## begin Data

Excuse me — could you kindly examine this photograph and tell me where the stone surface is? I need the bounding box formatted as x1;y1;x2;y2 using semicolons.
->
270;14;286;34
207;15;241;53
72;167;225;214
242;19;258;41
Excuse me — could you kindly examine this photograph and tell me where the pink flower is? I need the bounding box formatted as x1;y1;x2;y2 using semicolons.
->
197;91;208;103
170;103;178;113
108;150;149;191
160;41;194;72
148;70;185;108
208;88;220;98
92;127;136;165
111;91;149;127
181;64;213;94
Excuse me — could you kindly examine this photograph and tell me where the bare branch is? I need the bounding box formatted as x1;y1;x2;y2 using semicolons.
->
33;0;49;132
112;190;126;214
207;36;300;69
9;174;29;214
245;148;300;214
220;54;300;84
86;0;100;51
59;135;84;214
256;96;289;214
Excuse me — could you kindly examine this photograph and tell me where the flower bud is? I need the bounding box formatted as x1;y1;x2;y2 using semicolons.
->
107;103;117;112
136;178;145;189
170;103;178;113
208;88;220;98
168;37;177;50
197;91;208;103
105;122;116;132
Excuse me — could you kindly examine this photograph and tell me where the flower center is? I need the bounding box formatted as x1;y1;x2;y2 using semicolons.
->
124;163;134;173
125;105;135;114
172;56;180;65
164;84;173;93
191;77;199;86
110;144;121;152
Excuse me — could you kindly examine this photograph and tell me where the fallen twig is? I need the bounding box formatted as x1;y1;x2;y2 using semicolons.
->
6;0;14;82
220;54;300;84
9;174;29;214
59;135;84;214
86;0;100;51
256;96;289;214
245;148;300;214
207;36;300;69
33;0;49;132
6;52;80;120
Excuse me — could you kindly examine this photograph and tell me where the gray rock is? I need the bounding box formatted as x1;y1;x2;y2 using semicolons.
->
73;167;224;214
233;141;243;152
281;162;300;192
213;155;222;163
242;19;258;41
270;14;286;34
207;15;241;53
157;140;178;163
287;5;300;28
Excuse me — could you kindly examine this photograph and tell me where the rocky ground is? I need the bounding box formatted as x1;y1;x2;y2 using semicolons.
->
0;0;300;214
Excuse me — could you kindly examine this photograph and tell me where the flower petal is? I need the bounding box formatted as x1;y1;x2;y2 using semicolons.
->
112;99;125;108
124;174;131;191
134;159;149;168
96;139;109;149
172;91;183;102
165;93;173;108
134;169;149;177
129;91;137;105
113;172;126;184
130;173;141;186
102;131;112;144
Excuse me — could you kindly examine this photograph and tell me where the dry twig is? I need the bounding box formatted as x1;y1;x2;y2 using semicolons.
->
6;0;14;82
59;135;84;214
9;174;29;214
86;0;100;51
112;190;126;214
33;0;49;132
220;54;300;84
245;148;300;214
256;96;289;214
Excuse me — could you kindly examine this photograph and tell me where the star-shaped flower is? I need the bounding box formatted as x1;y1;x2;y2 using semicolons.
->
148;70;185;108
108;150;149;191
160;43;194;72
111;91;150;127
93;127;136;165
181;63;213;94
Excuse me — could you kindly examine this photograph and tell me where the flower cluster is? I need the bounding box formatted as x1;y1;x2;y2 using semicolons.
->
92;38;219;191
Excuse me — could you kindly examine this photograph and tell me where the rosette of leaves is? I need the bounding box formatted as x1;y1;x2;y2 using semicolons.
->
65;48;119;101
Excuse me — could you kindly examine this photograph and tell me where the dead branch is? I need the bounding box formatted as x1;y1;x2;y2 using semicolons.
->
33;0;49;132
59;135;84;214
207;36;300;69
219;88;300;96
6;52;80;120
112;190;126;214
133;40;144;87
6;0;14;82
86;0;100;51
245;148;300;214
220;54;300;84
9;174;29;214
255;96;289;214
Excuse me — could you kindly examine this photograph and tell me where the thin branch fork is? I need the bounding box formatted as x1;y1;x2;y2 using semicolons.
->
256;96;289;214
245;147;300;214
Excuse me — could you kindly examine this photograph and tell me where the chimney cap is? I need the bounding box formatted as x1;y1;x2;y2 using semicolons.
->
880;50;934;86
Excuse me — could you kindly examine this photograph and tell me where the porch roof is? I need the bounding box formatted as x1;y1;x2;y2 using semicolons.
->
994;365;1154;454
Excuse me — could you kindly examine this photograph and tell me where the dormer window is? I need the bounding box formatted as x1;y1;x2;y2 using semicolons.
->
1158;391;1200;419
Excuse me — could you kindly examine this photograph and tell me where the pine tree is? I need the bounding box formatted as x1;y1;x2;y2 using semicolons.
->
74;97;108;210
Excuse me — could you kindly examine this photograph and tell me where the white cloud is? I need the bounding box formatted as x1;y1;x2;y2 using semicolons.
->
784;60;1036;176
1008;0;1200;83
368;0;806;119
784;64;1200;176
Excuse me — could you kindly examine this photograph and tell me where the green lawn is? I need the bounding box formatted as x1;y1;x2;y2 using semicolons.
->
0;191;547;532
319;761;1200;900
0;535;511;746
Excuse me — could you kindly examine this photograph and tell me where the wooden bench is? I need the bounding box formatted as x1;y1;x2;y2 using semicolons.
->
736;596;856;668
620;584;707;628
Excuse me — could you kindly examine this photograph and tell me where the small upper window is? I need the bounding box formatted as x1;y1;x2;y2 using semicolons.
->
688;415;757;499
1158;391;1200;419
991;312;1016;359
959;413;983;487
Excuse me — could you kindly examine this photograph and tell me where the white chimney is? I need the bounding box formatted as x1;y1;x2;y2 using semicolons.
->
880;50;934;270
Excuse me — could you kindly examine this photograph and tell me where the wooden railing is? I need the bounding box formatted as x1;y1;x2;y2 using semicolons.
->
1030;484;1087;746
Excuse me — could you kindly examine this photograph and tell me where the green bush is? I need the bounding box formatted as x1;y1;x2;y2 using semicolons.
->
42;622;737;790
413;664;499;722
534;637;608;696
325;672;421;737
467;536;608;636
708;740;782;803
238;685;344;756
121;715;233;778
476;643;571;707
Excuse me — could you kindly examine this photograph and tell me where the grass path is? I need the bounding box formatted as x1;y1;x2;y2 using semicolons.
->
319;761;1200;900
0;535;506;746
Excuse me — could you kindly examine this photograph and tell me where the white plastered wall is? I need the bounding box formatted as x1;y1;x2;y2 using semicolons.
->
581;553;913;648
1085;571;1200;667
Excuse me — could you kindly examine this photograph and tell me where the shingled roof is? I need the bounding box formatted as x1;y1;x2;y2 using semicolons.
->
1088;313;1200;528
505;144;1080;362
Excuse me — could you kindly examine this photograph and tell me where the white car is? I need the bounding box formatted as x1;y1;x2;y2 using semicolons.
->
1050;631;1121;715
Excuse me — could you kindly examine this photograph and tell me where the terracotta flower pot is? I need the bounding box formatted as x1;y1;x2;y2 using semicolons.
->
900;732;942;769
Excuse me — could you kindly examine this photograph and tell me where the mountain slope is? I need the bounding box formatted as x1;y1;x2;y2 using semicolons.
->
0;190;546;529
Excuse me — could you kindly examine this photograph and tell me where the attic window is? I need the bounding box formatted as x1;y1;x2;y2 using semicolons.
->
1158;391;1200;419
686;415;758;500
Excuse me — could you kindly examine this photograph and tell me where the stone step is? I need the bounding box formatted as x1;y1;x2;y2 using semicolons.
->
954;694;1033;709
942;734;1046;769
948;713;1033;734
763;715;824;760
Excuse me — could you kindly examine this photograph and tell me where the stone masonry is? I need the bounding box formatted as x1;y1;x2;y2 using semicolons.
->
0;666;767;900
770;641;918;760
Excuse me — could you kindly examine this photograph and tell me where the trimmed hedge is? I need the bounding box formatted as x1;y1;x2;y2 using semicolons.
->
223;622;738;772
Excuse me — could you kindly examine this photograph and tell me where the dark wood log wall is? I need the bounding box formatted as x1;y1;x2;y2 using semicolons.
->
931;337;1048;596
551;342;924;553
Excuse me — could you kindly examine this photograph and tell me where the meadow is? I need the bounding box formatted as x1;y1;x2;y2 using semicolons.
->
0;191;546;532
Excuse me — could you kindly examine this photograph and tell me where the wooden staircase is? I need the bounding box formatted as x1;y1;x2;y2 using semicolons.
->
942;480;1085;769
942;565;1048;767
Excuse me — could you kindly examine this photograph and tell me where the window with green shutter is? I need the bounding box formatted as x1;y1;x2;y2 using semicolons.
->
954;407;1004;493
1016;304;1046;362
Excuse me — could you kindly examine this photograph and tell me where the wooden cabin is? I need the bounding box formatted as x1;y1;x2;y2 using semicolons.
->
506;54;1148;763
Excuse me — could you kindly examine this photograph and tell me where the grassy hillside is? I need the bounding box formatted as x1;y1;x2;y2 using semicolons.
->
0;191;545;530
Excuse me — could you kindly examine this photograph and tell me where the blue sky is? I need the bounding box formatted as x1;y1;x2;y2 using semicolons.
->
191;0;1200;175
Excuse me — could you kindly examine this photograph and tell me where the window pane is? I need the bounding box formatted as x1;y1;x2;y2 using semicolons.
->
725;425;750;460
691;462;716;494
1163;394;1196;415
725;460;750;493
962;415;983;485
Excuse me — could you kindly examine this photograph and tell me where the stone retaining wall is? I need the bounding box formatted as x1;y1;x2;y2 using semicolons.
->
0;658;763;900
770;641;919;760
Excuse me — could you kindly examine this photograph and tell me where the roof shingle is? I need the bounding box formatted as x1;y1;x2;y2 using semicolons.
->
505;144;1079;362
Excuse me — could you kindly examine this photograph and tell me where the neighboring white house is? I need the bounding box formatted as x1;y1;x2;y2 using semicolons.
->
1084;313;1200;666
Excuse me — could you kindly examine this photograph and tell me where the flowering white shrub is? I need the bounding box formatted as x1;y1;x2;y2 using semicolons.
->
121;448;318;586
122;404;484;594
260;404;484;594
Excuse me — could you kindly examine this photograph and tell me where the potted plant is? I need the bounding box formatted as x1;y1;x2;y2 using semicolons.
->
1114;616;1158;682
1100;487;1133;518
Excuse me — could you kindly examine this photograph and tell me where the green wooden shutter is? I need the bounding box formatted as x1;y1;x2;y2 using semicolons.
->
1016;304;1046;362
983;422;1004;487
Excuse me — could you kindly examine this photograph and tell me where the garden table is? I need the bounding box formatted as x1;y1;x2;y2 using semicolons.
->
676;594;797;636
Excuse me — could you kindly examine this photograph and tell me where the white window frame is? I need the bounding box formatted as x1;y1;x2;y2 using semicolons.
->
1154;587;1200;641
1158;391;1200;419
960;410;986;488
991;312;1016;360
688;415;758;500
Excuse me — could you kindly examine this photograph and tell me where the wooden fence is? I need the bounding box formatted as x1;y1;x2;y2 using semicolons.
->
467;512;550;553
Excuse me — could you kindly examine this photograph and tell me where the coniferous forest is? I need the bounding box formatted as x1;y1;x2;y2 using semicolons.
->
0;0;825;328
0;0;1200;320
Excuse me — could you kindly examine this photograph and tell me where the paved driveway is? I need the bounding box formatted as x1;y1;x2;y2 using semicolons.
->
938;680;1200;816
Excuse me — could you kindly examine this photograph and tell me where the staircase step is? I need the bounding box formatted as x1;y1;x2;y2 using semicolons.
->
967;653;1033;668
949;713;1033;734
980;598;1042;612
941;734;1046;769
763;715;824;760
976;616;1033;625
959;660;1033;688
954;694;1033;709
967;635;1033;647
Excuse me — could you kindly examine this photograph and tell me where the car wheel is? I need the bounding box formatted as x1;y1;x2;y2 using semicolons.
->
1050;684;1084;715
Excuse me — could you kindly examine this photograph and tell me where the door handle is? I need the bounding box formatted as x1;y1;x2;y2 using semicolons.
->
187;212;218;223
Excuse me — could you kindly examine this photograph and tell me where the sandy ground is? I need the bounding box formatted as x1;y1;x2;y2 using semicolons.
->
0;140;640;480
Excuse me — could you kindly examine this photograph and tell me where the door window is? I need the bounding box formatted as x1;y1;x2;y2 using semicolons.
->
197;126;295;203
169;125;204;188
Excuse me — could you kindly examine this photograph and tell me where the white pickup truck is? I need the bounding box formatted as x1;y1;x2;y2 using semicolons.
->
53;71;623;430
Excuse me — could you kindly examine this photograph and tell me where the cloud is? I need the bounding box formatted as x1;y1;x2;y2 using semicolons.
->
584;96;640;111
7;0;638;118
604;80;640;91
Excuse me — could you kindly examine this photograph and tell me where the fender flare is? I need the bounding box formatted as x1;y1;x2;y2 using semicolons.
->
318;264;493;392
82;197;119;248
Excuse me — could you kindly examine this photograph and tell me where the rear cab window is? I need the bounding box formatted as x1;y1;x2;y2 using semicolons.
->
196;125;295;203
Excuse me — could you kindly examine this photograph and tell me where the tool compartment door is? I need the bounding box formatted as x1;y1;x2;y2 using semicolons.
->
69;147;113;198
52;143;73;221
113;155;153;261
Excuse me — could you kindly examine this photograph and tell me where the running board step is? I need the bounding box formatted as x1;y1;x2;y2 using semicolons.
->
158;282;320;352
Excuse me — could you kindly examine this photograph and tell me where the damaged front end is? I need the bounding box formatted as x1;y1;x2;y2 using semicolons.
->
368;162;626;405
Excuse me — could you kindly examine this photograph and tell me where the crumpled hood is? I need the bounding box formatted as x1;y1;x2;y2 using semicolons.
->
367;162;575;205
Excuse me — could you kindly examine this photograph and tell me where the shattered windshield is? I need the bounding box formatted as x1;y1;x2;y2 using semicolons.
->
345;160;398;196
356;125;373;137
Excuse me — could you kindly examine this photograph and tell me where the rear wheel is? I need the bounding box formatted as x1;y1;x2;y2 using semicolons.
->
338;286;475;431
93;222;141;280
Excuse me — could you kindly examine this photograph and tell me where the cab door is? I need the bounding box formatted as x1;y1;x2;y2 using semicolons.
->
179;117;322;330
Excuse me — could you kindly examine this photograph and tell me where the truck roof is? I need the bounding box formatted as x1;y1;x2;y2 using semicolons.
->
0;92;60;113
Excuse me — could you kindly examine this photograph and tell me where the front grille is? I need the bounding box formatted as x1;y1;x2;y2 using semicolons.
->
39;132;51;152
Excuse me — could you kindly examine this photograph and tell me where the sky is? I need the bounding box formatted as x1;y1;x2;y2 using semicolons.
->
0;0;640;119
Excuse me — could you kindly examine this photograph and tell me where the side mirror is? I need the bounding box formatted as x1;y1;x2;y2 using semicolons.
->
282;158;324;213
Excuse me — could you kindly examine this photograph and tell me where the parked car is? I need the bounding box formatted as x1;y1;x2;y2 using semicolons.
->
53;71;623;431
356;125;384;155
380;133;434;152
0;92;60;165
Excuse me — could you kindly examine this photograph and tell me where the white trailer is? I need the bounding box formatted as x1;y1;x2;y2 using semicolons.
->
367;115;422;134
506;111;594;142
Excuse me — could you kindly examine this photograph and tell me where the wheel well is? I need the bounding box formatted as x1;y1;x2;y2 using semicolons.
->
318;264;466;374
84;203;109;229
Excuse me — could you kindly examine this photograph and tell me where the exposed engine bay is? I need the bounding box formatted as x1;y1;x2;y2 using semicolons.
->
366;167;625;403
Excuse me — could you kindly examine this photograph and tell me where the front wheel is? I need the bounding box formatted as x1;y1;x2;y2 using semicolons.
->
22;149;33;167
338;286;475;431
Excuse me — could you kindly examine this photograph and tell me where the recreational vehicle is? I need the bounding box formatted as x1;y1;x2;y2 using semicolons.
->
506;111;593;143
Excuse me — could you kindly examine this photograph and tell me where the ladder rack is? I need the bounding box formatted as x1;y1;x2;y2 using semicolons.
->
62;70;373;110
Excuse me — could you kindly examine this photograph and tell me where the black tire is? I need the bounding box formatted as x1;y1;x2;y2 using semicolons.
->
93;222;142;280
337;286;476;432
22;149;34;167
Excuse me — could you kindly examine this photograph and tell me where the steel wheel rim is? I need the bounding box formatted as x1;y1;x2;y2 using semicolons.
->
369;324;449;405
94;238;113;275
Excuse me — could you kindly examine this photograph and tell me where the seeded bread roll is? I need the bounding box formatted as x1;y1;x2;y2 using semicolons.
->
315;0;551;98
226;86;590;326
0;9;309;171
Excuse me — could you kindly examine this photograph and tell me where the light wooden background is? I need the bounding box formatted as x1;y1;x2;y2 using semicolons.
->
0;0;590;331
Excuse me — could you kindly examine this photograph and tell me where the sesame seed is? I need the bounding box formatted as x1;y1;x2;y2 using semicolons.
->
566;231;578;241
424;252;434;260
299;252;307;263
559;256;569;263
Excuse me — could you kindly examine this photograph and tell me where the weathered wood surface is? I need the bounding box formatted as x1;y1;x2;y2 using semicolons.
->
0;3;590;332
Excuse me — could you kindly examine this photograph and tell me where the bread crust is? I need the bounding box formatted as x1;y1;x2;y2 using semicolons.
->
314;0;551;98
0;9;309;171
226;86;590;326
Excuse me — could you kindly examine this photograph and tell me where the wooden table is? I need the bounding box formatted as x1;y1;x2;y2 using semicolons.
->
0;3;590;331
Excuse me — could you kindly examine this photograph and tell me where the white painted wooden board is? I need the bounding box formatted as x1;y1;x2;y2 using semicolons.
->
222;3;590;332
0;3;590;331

## end Data

* **Goal of the exercise**:
Output the lines of the items above, from the line containing "the stone step" through the line containing "942;565;1048;767", as a JSON list of strings with one string per line and blank lines omitted.

* **Solution to this exercise**:
[
  "Excuse me — could you kindly examine this photograph and tell me where the stone step is? I need the bounding box formatted as x1;y1;x2;y2 using semicolons.",
  "->",
  "954;694;1033;709",
  "942;734;1046;769",
  "948;713;1033;734",
  "763;715;824;760",
  "Excuse me — could you kindly examine this photograph and tell me where the stone masonry is? I need the bounding box formatted as x1;y1;x2;y2 using semicolons.",
  "->",
  "0;666;767;900",
  "770;641;918;760",
  "Excuse me — could you kindly examine this photograph and tell me where the trimmed hedge is? I need the bounding box formatted as x1;y1;x2;y2 using semicolons.",
  "->",
  "223;622;738;772",
  "Excuse me — could you kindly examine this photograph and tell me where the dark wood log wall is? I need the bounding box formatted as x1;y1;x2;y2 using semicolons.",
  "->",
  "931;337;1048;596",
  "551;342;924;553",
  "Excuse me — could you kindly examine this photograph and tell me where the meadow is? I need the bounding box formatted as x1;y1;x2;y2 using semicolons.",
  "->",
  "0;191;546;532",
  "Excuse me — could you kindly examine this photograph and tell me where the wooden staircase is? I need the bounding box formatted as x1;y1;x2;y2 using semicolons.",
  "->",
  "942;480;1085;769",
  "942;565;1048;767"
]